----- Data -----

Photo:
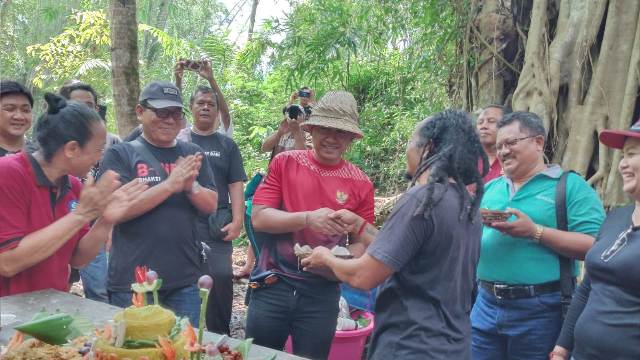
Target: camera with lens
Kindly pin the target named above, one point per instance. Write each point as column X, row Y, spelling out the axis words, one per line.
column 304, row 93
column 294, row 111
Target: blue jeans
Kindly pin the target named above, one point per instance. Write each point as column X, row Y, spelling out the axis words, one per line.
column 280, row 310
column 183, row 301
column 94, row 278
column 519, row 329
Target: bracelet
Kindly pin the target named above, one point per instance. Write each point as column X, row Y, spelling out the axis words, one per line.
column 537, row 235
column 554, row 353
column 361, row 230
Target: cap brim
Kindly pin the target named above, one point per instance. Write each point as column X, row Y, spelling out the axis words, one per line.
column 616, row 138
column 318, row 120
column 161, row 103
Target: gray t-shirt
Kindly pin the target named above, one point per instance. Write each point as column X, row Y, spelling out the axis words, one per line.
column 422, row 310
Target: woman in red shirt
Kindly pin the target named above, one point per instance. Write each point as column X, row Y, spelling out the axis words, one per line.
column 44, row 210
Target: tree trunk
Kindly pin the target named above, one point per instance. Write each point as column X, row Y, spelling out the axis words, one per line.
column 580, row 72
column 124, row 63
column 252, row 19
column 160, row 23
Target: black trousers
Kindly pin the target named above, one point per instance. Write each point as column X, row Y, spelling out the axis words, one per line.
column 221, row 296
column 280, row 310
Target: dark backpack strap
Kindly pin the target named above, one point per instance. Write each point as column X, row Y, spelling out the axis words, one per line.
column 567, row 281
column 141, row 148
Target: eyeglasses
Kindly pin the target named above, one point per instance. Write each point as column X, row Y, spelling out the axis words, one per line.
column 166, row 113
column 340, row 134
column 511, row 143
column 617, row 245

-----

**Exercise task:**
Edit the records above, changing "pin" to "mark" wherever it occurs and keeping everything else the same. Leave the pictures out of your answer.

**Complete answer:**
Photo:
Target: camera with lens
Kindly mark the target named above, one point per instance. Write each point as column X, row Y, spelling out the axis words, one per line.
column 304, row 93
column 294, row 111
Target: blue jeans
Kindly mark the target named above, one point per instance. Write each point as column X, row Y, spelling out the axis words, one per line.
column 280, row 310
column 183, row 301
column 94, row 278
column 519, row 329
Target: bracelet
Kindly mark the target named above, one point per instance. Write each point as column X, row Y, spelling out the axis words, one per line.
column 537, row 235
column 554, row 353
column 361, row 230
Target: cap brim
Kindly mark the target named above, one point per instance. Write each point as column X, row Y, spelling out the axis words, one per line.
column 616, row 138
column 318, row 120
column 161, row 103
Target: gray t-shirt
Kindly mark the target named above, one point per instance. Write each point as column X, row Y, spelling out the axis words, one per line.
column 422, row 310
Target: woman in red shirt
Kindly mark the target named above, one point per instance. Write each point as column X, row Y, spelling out the axis words, one per line.
column 44, row 210
Target: tree trunk
Kindly mark the target named above, one point per instance. Write each point as column X, row Y, spelling out the axis words, one per line.
column 580, row 72
column 124, row 63
column 252, row 19
column 160, row 23
Target: black trousers
Kindly mark the target named above, one point per instance. Write each point as column X, row Y, spelling out the axis words, one per line.
column 221, row 296
column 280, row 310
Target: dark backpack strap
Kindly mark the target named above, one point per instance. Write each point as column X, row Y, spelling out the axis words, one per line.
column 567, row 281
column 141, row 148
Target: eyeglasses
Kindly mark the target named above, one point per instance. Write each point as column X, row Y, spelling out the axis words, one per line.
column 166, row 113
column 340, row 134
column 511, row 143
column 617, row 245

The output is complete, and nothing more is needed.